Problem details:
Output the entries below exactly, from the first line to the line holding "scan for: screwdriver on bench", both included.
··· Exercise inputs ···
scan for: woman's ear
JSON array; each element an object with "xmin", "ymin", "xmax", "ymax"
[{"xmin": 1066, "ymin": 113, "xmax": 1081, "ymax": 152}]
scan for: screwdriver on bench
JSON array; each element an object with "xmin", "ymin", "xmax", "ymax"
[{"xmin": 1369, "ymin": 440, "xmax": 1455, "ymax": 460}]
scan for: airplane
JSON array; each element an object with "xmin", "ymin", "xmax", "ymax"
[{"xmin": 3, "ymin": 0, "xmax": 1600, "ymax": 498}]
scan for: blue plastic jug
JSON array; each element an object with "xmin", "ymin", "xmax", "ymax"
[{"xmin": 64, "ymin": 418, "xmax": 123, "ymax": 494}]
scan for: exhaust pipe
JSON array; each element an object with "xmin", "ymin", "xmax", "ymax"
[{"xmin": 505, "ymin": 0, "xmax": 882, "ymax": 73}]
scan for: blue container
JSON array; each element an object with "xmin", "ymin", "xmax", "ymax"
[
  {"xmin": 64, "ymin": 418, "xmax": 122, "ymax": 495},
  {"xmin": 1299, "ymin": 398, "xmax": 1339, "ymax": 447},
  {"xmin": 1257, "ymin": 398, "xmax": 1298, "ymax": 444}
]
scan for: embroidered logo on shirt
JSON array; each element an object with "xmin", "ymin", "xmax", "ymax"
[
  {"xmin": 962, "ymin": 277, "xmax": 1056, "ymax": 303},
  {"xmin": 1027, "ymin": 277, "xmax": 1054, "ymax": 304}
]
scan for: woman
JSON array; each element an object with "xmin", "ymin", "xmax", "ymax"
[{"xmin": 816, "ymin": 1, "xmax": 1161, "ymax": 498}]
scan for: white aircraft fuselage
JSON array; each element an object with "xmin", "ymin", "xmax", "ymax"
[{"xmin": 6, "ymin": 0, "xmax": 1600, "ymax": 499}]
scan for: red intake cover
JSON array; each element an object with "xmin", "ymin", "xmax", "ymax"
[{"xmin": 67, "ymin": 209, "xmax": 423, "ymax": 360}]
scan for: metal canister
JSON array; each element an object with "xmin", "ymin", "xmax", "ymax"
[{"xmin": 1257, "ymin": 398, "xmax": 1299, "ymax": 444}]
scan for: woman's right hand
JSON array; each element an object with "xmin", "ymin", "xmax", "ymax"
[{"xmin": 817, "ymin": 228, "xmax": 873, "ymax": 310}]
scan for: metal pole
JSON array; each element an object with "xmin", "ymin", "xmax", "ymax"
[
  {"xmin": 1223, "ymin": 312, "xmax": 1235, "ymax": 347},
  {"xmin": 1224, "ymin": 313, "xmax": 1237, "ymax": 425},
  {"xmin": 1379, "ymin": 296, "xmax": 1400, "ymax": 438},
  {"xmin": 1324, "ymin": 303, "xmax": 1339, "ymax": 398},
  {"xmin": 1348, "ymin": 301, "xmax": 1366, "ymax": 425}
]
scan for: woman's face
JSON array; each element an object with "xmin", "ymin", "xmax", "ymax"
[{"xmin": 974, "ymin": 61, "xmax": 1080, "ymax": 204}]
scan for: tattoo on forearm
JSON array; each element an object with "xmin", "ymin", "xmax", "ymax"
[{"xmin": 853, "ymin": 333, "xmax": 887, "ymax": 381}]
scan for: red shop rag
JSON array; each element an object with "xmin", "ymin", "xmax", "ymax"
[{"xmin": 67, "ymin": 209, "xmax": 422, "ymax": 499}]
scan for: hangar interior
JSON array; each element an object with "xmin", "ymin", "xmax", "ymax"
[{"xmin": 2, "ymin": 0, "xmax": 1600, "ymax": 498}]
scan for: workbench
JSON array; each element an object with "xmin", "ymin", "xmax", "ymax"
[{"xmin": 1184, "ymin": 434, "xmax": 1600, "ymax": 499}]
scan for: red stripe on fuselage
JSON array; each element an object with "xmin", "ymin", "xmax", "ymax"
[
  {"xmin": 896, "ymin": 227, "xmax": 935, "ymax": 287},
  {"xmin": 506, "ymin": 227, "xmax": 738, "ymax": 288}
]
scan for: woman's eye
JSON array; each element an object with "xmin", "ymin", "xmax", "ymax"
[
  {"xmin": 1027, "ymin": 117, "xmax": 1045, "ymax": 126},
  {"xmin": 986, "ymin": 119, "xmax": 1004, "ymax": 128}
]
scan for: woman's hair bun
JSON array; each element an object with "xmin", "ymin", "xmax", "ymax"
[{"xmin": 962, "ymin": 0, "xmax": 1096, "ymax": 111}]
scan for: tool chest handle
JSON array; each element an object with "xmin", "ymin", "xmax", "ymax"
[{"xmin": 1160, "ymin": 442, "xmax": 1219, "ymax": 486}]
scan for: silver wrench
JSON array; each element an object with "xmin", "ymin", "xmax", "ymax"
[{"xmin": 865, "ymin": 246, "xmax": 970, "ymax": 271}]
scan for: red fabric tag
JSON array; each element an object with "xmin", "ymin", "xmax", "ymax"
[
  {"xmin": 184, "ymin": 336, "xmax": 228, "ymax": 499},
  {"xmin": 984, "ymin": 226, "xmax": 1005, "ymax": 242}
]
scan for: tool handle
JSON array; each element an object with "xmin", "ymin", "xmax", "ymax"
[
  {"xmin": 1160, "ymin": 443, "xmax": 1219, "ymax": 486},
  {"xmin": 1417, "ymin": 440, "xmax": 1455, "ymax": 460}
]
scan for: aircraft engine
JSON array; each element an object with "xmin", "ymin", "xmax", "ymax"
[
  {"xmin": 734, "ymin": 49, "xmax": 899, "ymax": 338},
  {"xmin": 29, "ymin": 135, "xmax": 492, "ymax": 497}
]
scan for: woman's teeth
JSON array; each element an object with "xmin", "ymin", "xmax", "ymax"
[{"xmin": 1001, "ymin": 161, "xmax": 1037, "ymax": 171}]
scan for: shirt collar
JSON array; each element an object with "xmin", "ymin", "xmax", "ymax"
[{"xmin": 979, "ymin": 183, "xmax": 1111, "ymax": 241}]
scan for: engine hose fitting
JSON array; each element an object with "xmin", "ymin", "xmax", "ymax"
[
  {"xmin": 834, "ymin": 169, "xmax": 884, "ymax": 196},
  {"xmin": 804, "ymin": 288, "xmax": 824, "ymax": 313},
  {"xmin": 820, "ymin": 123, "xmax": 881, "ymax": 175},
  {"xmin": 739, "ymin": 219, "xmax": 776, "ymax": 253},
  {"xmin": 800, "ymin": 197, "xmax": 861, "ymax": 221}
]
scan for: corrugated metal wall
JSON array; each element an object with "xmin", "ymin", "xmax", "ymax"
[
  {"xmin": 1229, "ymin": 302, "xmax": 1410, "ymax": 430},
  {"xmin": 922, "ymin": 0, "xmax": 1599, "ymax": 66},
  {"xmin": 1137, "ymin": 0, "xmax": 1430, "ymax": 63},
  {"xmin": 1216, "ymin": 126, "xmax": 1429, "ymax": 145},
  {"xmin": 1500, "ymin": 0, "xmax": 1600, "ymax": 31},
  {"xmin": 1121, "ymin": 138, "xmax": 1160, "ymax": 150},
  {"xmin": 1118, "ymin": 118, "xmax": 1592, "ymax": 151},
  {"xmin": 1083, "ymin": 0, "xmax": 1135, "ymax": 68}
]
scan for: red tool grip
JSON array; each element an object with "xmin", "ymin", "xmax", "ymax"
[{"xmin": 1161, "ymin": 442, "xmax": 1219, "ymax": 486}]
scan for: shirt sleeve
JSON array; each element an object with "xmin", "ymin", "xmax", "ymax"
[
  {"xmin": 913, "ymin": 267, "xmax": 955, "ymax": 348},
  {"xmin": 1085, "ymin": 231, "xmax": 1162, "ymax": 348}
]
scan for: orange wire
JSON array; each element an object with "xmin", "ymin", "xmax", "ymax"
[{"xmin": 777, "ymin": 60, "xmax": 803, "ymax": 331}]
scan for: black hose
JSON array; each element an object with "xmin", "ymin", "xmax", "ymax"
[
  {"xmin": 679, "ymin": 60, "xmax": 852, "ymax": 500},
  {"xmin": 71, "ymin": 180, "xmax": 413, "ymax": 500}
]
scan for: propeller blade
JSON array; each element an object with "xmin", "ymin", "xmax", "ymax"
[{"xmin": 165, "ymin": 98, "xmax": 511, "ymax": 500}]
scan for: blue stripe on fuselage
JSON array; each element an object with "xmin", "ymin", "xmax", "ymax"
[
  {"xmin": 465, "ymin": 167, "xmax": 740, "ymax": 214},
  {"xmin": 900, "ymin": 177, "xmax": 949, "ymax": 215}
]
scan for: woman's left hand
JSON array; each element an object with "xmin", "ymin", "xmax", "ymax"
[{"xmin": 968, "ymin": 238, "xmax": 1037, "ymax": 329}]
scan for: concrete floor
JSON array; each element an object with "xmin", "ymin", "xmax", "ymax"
···
Worked solution:
scan for: woman's ear
JSON array; each element an object with "xmin", "ymin", "xmax", "ymax"
[{"xmin": 1066, "ymin": 113, "xmax": 1081, "ymax": 152}]
scan for: screwdriver on bench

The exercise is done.